Referring expression data:
========

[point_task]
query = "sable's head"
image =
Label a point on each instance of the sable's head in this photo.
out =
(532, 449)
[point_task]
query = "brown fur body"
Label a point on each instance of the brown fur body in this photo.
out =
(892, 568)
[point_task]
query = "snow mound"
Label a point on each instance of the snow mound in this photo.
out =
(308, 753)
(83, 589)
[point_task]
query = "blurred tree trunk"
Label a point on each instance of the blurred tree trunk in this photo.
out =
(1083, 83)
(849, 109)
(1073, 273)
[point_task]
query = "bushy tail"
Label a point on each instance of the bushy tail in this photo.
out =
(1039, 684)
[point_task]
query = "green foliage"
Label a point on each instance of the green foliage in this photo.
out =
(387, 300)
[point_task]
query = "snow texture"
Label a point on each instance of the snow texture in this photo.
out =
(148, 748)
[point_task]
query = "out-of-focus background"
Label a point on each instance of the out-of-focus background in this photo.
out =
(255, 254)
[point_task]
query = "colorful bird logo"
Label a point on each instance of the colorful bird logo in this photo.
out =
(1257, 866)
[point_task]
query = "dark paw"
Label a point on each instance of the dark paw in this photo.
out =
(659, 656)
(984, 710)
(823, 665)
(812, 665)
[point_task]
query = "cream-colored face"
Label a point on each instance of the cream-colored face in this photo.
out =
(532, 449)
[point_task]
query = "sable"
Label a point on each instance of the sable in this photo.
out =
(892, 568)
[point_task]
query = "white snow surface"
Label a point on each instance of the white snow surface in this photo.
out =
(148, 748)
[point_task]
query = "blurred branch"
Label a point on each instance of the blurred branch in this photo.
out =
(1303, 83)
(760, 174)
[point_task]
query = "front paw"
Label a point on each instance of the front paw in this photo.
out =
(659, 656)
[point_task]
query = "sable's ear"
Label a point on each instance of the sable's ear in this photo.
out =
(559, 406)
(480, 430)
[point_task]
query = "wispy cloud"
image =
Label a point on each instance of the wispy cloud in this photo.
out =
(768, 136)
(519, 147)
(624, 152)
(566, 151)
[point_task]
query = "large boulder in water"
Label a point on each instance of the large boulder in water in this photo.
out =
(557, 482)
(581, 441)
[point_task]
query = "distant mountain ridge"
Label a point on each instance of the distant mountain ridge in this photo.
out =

========

Work item: Return the opening line of the data and every line after it through the line containing "Label a point on each instance of the sable in", please, exactly as written and with nothing added.

Exercise response:
[point_task]
query = "sable's head"
image =
Label a point on each instance of the sable's head in this photo.
out =
(532, 449)
[point_task]
query = "brown fur body"
Label a point on each instance of the brown fur body in this photo.
out =
(892, 568)
[point_task]
query = "snow mound"
Label a point on each instance of the snow mound in this photo.
out =
(308, 753)
(83, 589)
[point_task]
query = "blurred tree trunk"
Label a point on each instance of the blurred tree trunk in this photo.
out =
(1083, 83)
(849, 109)
(1073, 273)
[point_task]
query = "bushy tail"
Label a point on each instance of the bushy tail in this photo.
out =
(1039, 684)
[point_task]
query = "green foliage"
Label a point on each instance of the green foliage in this photo.
out =
(387, 300)
[point_task]
query = "snow texture"
Label a point on each instance of the snow texture in this photo.
out =
(148, 748)
[point_task]
query = "out-of-focus background"
Label a point on each instance of the out-of-focus background in this photo.
out =
(255, 254)
[point_task]
query = "colorful bird logo"
Label a point on each instance of the colorful bird logo in this photo.
out =
(1257, 866)
[point_task]
query = "dark paw"
Label a point on each instance of the dark paw in this photo.
out =
(659, 656)
(984, 710)
(823, 665)
(812, 665)
[point_task]
query = "cream-colored face"
Label a point on each instance of the cream-colored face in this photo.
out =
(532, 449)
[point_task]
query = "sable"
Label a point on each instance of the sable in this photo.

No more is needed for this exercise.